» Supplied passage
They also documented precocious parr, which are small mature males (the Danny DeVitos of the steelhead world) that are ready to spawn upon release.
Second, while the overall proportion of residuals among each hatchery rearing strategy was similar, the proportion of residuals vs. precocious males differed between the two groups. Residuals were more common in one-year old smolts, while precocious males were more common in two-year old smolts.
For example, around 13% of the one-year old smolts residualized and remained in the river, but less than one percent became precocious males. In contrast, only about eight percent of the two-year old smolts residualized, while five percent were precocious males.
Third, size at release had a significant effect on smolt life history. For example, residuals in the age-one rearing strategy were generally smaller than 146 mm, while the larger fish became smolts.
This makes sense: smolting depends on achieving a certain length and the larger a fish gets, the more likely it is to smolt, which suggests the residuals remained in freshwater because they didn’t achieve a large enough size to become a smolt. They would need another year to grow before that could happen.
On the other hand, size did not appear to predict which males were precociously mature, which is interesting because previous studies have generally found that larger males were more likely to be mature.
The study has implications for how we manage hatchery and wild steelhead. Fortunately, over-winter survival of residual hatchery smolts appears to be quite low in this study, and other studies too. So they are likely only in the river from spring through summer, likely perishing sometime in fall or winter when temperatures decline and there is less food.
Nonetheless, if a wild population is small and struggling, competition with large numbers of residuals could depress the wild steelhead even further.
Precocious males probably pose the bigger problem. Even if only a few percent of the males mature, it may represent a substantial number of potential breeders.
For instance, about 370,000 steelhead smolts were released into the Methow in 2017 according to WDFW (Data: https://wdfw.wa.gov/fishing/reports/stocking/steelhead#). If half those fish are male and five percent are mature, that represents over 9,000 precocious parr. Over the past twenty years, the population of wild steelhead in the Methow has only rarely exceeded 1,000 adults and is most often between 400-700 fish.

» Stored items
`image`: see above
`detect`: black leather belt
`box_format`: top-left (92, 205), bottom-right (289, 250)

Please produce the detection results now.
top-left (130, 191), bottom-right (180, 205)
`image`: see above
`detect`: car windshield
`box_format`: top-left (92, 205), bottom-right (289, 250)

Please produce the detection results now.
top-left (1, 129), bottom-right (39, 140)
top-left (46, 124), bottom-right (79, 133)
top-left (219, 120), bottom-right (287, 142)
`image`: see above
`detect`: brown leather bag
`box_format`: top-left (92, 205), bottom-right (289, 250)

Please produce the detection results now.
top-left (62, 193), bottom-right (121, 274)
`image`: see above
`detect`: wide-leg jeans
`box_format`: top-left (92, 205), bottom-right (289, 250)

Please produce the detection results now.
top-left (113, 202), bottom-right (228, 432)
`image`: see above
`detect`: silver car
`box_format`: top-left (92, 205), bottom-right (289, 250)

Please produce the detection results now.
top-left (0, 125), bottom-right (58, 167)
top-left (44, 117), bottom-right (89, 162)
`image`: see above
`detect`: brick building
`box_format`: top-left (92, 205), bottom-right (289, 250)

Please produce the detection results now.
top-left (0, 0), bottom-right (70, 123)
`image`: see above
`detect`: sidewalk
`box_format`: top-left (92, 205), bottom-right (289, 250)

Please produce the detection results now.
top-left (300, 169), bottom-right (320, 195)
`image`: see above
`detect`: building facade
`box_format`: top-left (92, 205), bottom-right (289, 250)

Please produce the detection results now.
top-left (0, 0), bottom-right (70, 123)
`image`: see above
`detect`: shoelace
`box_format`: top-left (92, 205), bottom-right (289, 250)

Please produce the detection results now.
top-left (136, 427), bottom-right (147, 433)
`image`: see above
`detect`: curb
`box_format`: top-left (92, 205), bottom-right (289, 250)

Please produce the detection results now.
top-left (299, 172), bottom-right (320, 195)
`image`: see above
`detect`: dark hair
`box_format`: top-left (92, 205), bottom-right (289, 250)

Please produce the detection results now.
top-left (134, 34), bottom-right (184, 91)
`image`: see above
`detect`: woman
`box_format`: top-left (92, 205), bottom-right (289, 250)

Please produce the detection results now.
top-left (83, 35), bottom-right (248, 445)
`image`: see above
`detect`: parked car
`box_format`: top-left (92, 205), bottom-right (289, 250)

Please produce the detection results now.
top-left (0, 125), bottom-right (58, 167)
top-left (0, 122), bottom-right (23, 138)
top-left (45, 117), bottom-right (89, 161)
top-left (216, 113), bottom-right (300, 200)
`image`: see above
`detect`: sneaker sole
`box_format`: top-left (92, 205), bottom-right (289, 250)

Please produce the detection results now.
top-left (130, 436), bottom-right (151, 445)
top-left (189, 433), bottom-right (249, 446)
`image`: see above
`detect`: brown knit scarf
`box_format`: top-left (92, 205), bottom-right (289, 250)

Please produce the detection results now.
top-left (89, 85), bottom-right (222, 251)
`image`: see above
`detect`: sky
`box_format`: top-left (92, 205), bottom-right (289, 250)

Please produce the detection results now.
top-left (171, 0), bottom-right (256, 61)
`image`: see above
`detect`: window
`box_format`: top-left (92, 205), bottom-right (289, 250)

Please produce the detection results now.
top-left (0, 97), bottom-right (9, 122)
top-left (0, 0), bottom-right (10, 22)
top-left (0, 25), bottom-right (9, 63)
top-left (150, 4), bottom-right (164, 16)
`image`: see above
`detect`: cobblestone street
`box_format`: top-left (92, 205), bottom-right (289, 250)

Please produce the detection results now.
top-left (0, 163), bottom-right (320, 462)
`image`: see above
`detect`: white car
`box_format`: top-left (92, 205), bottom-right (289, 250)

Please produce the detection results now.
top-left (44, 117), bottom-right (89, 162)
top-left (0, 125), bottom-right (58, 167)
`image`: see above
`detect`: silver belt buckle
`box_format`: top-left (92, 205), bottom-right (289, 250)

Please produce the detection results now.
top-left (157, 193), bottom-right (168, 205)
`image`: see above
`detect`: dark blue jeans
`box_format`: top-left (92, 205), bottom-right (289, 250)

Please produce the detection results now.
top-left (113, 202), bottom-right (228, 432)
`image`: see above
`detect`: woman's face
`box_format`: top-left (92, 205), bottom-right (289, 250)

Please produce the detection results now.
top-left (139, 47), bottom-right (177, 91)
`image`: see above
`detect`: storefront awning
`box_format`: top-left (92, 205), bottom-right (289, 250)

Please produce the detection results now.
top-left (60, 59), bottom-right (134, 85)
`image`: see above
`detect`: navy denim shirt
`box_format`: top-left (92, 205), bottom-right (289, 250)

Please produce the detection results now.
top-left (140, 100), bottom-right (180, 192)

» Exercise requirements
- 1) Which seasons of the year does the steelhead text name? List each one.
- 2) Recast the paragraph of the steelhead text that opens "For example, around 13%" as a short list, keeping its figures.
- 3) Extend the steelhead text past its final sentence.

» Responses in order
- 1)
- Spring
- Summer
- Fall
- Winter

- 2)
- One-year-old smolts: about 13% residualized and stayed in the river, and under 1% became precocious males.
- Two-year-old smolts: about 8% residualized, and 5% became precocious males.

- 3)
Of course, those precocious parr don’t redistribute all over the watershed like wild steelhead do when they are spawning. This study and others have found that most precocious parr remain within a few miles, upstream and down, of the hatchery.
However, because there can be large numbers of precocious males some can ultimately distribute themselves quite broadly.
For example, each year on the Olympic Peninsula I see hatchery precocious males up to ten miles above the hatchery and have documented them in a study (Study link: https://www.tandfonline.com/doi/abs/10.1577/T06-016.1) up to twenty five miles downstream from their release. Those distances appear to represent the ends of the distribution spectrum, but it also means that the precocious parr are not just around the hatchery. They are mobile and some individuals will move quite long distances, apparently to find mates.
The extent to which precocious hatchery parr ultimately influence wild steelhead thus likely depends on how many there are, how far they move, and how much their distribution overlaps with wild females. The effects could be substantial in small at-risk populations of wild steelhead and in small watersheds where mobile mature parr have access to a large proportion of the stream miles available to steelhead.
Ultimately, we are not sure of the genetic effects and how often these fish breed with wild steelhead. But it is something to which we at Trout Unlimited and Wild Steelheaders United are paying close attention — and it’s a factor that managing agencies need to account for if we are to better balance hatchery management with recovery of wild steelhead.